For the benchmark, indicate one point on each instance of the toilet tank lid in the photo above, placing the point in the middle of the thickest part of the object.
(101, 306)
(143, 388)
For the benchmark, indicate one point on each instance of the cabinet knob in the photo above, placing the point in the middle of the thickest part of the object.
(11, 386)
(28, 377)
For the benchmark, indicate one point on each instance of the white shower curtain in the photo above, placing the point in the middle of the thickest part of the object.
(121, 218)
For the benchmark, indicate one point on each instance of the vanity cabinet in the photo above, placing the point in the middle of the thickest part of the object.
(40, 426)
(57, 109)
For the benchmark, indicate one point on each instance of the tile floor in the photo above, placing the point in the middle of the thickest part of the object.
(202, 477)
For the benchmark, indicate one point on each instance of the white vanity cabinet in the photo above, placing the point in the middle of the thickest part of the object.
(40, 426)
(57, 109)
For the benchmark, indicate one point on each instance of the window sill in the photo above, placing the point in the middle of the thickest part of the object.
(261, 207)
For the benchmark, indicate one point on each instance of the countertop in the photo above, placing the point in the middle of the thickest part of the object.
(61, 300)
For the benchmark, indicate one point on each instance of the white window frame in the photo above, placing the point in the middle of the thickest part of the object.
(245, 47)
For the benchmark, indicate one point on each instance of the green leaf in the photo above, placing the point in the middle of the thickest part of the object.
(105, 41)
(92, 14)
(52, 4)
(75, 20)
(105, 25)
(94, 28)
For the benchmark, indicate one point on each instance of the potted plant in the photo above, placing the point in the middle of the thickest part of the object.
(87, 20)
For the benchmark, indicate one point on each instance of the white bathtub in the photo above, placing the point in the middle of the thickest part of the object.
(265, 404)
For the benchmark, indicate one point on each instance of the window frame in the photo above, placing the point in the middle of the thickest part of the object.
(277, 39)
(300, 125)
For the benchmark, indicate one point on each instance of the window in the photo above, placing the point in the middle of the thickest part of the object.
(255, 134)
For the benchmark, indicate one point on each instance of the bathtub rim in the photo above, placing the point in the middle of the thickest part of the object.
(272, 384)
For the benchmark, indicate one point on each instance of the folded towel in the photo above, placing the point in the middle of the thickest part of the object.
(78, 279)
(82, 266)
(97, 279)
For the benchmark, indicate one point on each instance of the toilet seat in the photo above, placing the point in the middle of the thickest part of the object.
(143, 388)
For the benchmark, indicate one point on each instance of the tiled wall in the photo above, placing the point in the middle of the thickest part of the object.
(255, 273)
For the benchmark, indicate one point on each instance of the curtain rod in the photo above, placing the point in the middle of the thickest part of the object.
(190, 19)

### The problem
Put each line of the records above into a JSON list of strings, with one string per line and no blank lines.

### Task output
[
  "For the benchmark, indicate one point on each instance of the toilet tank lid in the photo above, placing the point in the middle of the thickest part of the object.",
  "(101, 306)",
  "(143, 388)",
  "For the benchmark, indicate one point on each instance of the cabinet knob in the photo above, placing the point in the middle of the thickest part of the object.",
  "(11, 386)",
  "(28, 377)",
  "For the benchmark, indicate one point on each instance of the white shower curtain in the photo above, placing the point in the middle of the thickest part of the object.",
  "(121, 218)",
  "For the benchmark, indicate one point on each instance of the vanity cabinet in the photo above, placing the point in the middle of the thickest part of the object.",
  "(40, 426)",
  "(57, 109)",
  "For the benchmark, indicate one point on each instance of the tile floor in the photo above, placing the point in the middle of the thickest part of the object.",
  "(202, 477)",
  "For the benchmark, indicate one point on each instance of the white vanity cabinet in the photo above, placing the point in the middle of the thickest part of the object.",
  "(40, 426)",
  "(57, 109)",
  "For the benchmark, indicate one point on each instance of the window sill in the photo above, placing the point in the middle of the thickest part of the object.",
  "(261, 207)",
  "For the benchmark, indicate one point on each instance of the countertop in the photo above, placing the point in the middle of the thickest part of the object.",
  "(61, 300)",
  "For the benchmark, indicate one point on each instance of the white window frame in the photo above, placing the point in the middle of the thickest part of the object.",
  "(245, 47)",
  "For the benchmark, indicate one point on each instance of the green leaf in the photo above, placing the point in the middle of the thickest part of the object.",
  "(105, 41)",
  "(92, 14)",
  "(52, 4)",
  "(75, 20)",
  "(105, 25)",
  "(94, 28)",
  "For the benchmark, indicate one point on each instance of the potted plant in the photo above, placing the point in the middle of the thickest part of the object.",
  "(87, 20)",
  "For the benchmark, indicate one point on each instance of the white bathtub in the photo above, placing the point in the middle of the thickest part of the object.",
  "(265, 404)",
  "For the benchmark, indicate one point on each instance of the window frame in the photo above, placing the point in the middle of the thickest part of the object.",
  "(277, 39)",
  "(300, 125)",
  "For the benchmark, indicate one point on each instance of the window in the photo above, placing the point in the middle of the thickest part of the object.",
  "(255, 134)",
  "For the benchmark, indicate one point on each instance of the bathtub rim in the photo above, placing the point in the middle of the thickest part of the object.",
  "(272, 384)",
  "For the benchmark, indicate one point on each instance of the folded towel in the photo above, placing the point in the middle of the thickest part of the object.",
  "(78, 279)",
  "(82, 266)",
  "(97, 279)",
  "For the benchmark, indicate one point on each instance of the toilet seat in the photo above, placing the point in the middle of the thickest part of the object.",
  "(143, 388)",
  "For the benchmark, indicate one point on each instance of the tiled wall in the photo above, placing the point in the middle of the thickest part of the object.",
  "(255, 273)",
  "For the benchmark, indicate one point on each instance of the curtain rod in the photo above, placing the point in the middle of the thickest part of the object.",
  "(190, 19)"
]